THE RECORDS —
· · · · · · ·
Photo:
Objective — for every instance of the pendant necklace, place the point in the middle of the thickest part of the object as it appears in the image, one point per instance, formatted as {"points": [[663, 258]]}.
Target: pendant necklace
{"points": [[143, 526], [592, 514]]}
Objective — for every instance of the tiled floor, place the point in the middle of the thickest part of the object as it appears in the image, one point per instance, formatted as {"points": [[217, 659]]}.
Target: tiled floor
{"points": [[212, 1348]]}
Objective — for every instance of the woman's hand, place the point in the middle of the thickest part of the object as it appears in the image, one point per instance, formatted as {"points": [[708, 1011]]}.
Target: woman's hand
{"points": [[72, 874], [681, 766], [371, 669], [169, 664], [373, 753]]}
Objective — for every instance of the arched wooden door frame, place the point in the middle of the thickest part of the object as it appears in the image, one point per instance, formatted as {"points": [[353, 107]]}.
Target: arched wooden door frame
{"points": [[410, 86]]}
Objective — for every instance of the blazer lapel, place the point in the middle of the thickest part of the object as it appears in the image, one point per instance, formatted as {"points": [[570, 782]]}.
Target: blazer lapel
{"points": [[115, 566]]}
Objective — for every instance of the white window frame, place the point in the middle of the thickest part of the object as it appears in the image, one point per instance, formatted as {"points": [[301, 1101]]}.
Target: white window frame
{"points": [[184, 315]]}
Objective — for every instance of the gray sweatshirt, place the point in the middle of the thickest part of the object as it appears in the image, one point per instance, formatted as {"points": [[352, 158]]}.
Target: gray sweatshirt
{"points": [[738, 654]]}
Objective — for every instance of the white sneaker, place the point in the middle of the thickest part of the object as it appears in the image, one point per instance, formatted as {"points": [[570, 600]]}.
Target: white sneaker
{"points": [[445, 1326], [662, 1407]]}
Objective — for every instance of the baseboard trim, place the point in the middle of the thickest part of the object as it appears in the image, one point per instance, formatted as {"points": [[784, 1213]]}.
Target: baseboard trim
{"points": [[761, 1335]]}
· · · · · · ·
Every record above should be copied exactly.

OUTPUT BELOW —
Photo:
Objective — for every instance of the pendant necklace, place the point in the middle of the thickest part of the object as it appears in the image, one point per instance, formatted as {"points": [[663, 258]]}.
Target: pendant necklace
{"points": [[143, 526], [592, 514]]}
Objective — for every instance of the tiled floor, place the point in the middle of the thickest part of the object as it appears in the image, one point per instance, formatted as {"points": [[217, 659]]}.
Target: tiled floor
{"points": [[212, 1348]]}
Objective — for every instance of the woman's hand, place the point in the middle of the thickest part of the object as it appears in the image, one point per instance, formatted as {"points": [[708, 1011]]}.
Target: woman's hand
{"points": [[72, 874], [681, 766], [371, 669], [169, 664], [373, 753]]}
Objective — for every instance of the arched wooden door frame, place the point in the middle of the thickest part of the object as it appears in the image, one point per instance, formatted as {"points": [[353, 107]]}.
Target: arched wooden door frame
{"points": [[410, 86]]}
Objective — for every instance of the blazer lapel, place the point in the middle of the thickest part of the object as it appears in the image, one point per instance, formatted as {"points": [[570, 782]]}.
Target: blazer lapel
{"points": [[115, 566]]}
Objective — for every instance of the white window frame, place the point in the middle of the thickest part of the object as it appears in the image, one point per instance, formatted as {"points": [[301, 1101]]}.
Target: white window frame
{"points": [[184, 315]]}
Objective — for every instance of the gray sweatshirt, place the point in the middle of the thickest part of the object as it appears in the image, one point per instance, formatted as {"points": [[352, 158]]}.
Target: gray sweatshirt
{"points": [[738, 654]]}
Objective — for every instance of the white sneaker, place the point in the middle of the thickest part of the object as it appears in the image, one point per instance, formatted as {"points": [[570, 600]]}.
Target: white sneaker
{"points": [[445, 1326], [662, 1407]]}
Objective — for every instance of the baseboard trim, place the point in the middle of the thickest part of the object as it appears in the image, one point per instance, formatted as {"points": [[784, 1213]]}.
Target: baseboard trim
{"points": [[761, 1335]]}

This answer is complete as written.